Le seul rescapé de l’accident, blessé aux jambes et au bassin, a été entendu ce mercredi 13 octobre en fin de journée, par les enquêteurs de la police judiciaire de Bayonne.

Il a confirmé que le groupe avait emprunté les voies ferrées pour échapper à d’éventuels contrôles de police. Lundi soir, des bénévoles de l’association Etorkinekin (“avec les migrants” en langue basque) avaient remarqué “une présence policière très forte […] entre Hendaye, Irun et Saint-Jean-de-Luz”. “Je ne dis pas qu’il y a un lien de cause à effet, avait tenu à préciser Amaia Fontana, présidente de l’association, à InfoMigrants. Mais il faut rappeler qu’en venant ici, les migrants arrivent sur un territoire qu’ils ne connaissent pas, ils sont perdus. Alors ils cherchent par tous les moyens à trouver des endroits à l’abri des contrôles, sans forcément se rendre compte du danger”.

### Données à examiner
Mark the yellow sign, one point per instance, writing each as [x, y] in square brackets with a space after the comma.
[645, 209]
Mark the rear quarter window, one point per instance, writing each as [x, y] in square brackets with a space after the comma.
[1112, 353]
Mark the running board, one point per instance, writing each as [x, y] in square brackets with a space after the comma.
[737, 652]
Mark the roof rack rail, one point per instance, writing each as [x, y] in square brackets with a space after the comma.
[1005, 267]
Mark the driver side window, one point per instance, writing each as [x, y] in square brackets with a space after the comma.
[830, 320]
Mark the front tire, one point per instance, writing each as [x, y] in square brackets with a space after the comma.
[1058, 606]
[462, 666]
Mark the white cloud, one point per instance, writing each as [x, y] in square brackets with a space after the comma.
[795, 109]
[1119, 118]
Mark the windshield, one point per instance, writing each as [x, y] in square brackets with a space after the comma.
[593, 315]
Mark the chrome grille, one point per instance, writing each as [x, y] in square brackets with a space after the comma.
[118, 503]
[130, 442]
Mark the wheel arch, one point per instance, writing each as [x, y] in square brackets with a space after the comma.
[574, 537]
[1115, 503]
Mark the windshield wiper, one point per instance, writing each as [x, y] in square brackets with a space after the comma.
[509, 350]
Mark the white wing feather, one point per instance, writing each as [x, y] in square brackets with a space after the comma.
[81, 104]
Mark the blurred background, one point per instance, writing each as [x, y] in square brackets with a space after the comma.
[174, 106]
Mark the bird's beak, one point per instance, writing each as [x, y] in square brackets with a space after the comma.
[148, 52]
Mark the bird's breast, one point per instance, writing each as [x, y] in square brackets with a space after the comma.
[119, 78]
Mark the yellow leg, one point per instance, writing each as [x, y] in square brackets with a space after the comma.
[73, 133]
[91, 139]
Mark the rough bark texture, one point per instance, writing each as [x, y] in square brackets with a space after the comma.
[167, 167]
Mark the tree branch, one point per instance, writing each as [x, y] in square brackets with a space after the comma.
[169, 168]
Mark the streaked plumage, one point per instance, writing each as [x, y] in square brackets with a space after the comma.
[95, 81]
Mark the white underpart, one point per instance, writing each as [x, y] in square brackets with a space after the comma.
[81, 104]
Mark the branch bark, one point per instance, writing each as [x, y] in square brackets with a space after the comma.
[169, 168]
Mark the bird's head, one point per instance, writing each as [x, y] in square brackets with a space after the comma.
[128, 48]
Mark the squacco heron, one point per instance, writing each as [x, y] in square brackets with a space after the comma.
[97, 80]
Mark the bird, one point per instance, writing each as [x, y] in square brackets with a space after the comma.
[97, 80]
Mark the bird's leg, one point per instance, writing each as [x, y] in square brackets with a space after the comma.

### Liste des tâches
(a) D'après le texte sur l'accident et son unique rescapé, par qui ce rescapé a-t-il été entendu le mercredi 13 octobre ?
(b) Reprenez le texte sur l'accident et son unique rescapé à la suite de sa dernière phrase et poursuivez-le.

### Réponses par point
(a) Par les enquêteurs de la police judiciaire de Bayonne.

(b)
Le jeune algérien hospitalisé a aussi dit aux policiers que suivre la voie ferrée leur avait permis de ne pas se perdre. Tous souhaitaient d’ailleurs prendre un train, mais il n’a pas donné plus d’informations sur leur destination.

Très fatigués ce soir-là, les quatre hommes se sont arrêtés pour se reposer et se sont endormis. Sur ce tronçon peu éclairé, et où aucun train ne circule entre 22h30 et 5h, ils n’ont ni vu ni entendu le TER arriver.

L’identification des victimes en cours

Le jeune homme de 28 ans n’a en revanche pas donné d’informations quant à l’identité de ses trois compagnons de route. “Le petit groupe s’était constitué un peu plus tôt en Espagne et ils ne se connaissaient pas les uns les autres”, indique le procureur de Bayonne, Jérôme Bourrier.

Jusqu’alors, seule une des personnes décédées a été identifiée de “manière certaine”, grâce à ses “empreintes papillaires”, avait fait savoir le procureur lors d’une conférence de presse, mardi 12 octobre. Il s’agit d’un Algérien de 21 ans, connu en Espagne car il faisait l’objet d’un avis d’expulsion.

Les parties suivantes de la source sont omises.